All non-nuke submarines have been battery powered, so I assume the tech and safety is well sorted. Hydrogen-powered subs would be interesting and novel, since the vessel is surrounded in dihydrogen monoxide H₂O. Hydrogen has been tried before, with the British using hydrogen peroxide H₂O₂ their 1950s Explorer-class submarines, but it was a disaster.
 
All non-nuke submarines have been battery powered, so I assume the tech and safety is well sorted. Hydrogen-powered subs would be interesting and novel, since the vessel is surrounded in dihydrogen monoxide H₂O. Hydrogen has been tried before, with the British using hydrogen peroxide H₂O₂ their 1950s Explorer-class submarines, but it was a disaster.
As far as I understand, until recently, non-nuclear submarines have traditionally used a type of lead-acid battery. Lithium-Ion and other emerging battery technologies are a fairly recent development.

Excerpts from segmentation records
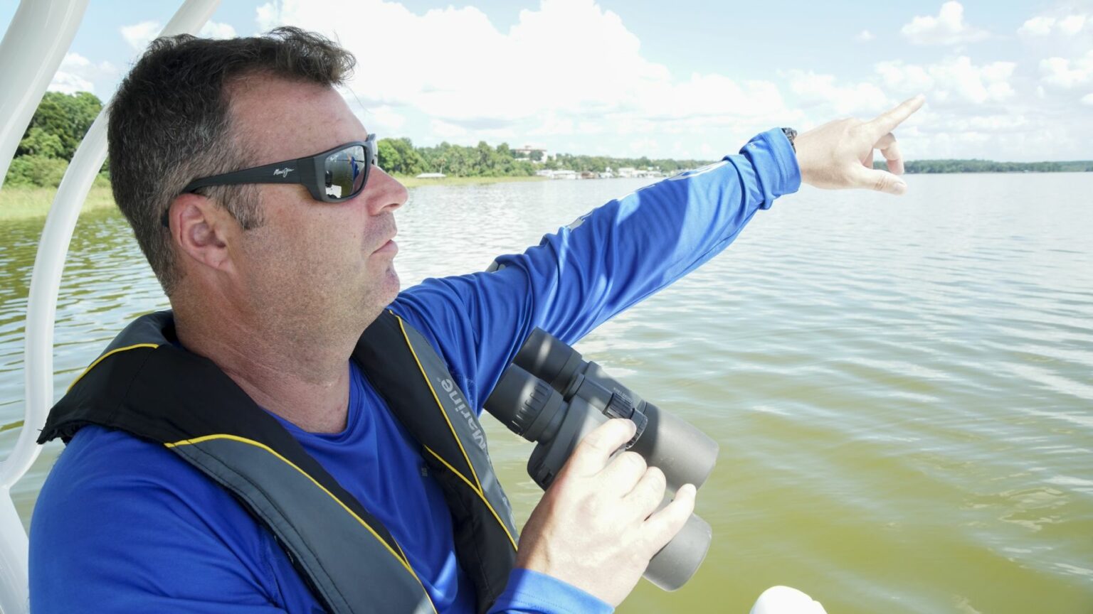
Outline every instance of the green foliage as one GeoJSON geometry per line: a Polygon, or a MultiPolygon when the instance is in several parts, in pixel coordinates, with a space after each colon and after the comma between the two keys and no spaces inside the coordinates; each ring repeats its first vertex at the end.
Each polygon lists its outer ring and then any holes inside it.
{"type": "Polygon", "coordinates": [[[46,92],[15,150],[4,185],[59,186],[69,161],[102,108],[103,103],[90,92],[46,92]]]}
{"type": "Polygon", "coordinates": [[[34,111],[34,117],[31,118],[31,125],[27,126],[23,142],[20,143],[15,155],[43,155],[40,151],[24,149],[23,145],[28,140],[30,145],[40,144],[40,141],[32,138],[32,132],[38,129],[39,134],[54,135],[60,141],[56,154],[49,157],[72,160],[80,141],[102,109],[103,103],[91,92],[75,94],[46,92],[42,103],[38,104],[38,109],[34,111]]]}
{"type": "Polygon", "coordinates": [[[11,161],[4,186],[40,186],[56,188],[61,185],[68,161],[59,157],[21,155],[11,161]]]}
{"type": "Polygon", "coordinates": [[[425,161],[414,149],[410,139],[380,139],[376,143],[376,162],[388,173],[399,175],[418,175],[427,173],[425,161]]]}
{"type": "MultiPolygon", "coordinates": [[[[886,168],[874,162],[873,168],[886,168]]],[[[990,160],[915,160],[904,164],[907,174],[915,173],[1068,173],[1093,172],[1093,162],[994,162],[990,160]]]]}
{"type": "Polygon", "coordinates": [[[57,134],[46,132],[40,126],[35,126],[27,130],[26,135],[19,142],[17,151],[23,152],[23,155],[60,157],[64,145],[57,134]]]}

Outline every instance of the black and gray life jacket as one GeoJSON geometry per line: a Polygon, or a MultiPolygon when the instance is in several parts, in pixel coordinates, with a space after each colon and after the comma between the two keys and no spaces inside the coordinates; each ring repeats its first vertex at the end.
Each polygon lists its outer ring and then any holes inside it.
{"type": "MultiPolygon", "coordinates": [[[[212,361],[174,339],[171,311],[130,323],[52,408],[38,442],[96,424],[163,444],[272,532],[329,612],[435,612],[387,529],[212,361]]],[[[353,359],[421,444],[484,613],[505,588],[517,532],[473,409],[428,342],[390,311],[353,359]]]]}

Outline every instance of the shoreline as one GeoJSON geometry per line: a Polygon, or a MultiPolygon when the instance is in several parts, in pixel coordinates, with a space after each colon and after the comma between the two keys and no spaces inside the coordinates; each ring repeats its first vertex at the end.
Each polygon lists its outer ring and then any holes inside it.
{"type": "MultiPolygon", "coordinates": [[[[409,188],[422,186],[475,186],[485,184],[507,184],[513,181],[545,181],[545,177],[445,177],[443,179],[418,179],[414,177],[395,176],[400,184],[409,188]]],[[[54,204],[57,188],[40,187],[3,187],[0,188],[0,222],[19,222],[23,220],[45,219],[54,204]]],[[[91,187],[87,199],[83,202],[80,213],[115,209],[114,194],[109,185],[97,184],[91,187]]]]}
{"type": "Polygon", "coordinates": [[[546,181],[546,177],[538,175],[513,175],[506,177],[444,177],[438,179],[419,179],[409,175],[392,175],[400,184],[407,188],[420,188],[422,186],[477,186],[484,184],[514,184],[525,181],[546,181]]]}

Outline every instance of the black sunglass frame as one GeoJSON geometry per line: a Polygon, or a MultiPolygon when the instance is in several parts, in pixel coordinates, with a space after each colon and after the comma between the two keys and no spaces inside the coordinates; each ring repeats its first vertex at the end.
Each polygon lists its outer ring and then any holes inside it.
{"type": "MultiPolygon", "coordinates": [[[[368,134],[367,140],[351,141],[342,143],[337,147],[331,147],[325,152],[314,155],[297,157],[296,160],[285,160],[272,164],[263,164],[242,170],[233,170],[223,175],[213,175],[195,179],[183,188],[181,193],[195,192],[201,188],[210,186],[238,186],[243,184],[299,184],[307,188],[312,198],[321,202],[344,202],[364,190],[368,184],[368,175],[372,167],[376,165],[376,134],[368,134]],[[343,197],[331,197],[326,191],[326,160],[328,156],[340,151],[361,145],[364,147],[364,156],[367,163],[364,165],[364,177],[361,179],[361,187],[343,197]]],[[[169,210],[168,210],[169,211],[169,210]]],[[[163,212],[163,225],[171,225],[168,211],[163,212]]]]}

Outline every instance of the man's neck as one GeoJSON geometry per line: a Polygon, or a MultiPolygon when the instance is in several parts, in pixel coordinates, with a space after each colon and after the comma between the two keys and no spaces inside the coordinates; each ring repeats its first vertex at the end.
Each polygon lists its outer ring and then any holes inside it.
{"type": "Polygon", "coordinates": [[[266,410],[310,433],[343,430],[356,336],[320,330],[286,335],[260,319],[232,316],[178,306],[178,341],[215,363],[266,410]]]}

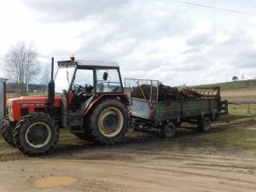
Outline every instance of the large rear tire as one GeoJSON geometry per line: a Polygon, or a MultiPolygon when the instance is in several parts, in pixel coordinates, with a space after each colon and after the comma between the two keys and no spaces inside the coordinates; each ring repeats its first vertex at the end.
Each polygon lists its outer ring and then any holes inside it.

- _Short problem_:
Write out the whole submarine power text above word for word.

- _Solution below_:
All non-nuke submarines have been battery powered, so I assume the tech and safety is well sorted. Hydrogen-powered subs would be interesting and novel, since the vessel is surrounded in dihydrogen monoxide H₂O. Hydrogen has been tried before, with the British using hydrogen peroxide H₂O₂ their 1950s Explorer-class submarines, but it was a disaster.
 
All non-nuke submarines have been battery powered, so I assume the tech and safety is well sorted. Hydrogen-powered subs would be interesting and novel, since the vessel is surrounded in dihydrogen monoxide H₂O. Hydrogen has been tried before, with the British using hydrogen peroxide H₂O₂ their 1950s Explorer-class submarines, but it was a disaster.
As far as I understand, until recently, non-nuclear submarines have traditionally used a type of lead-acid battery. Lithium-Ion and other emerging battery technologies are a fairly recent development.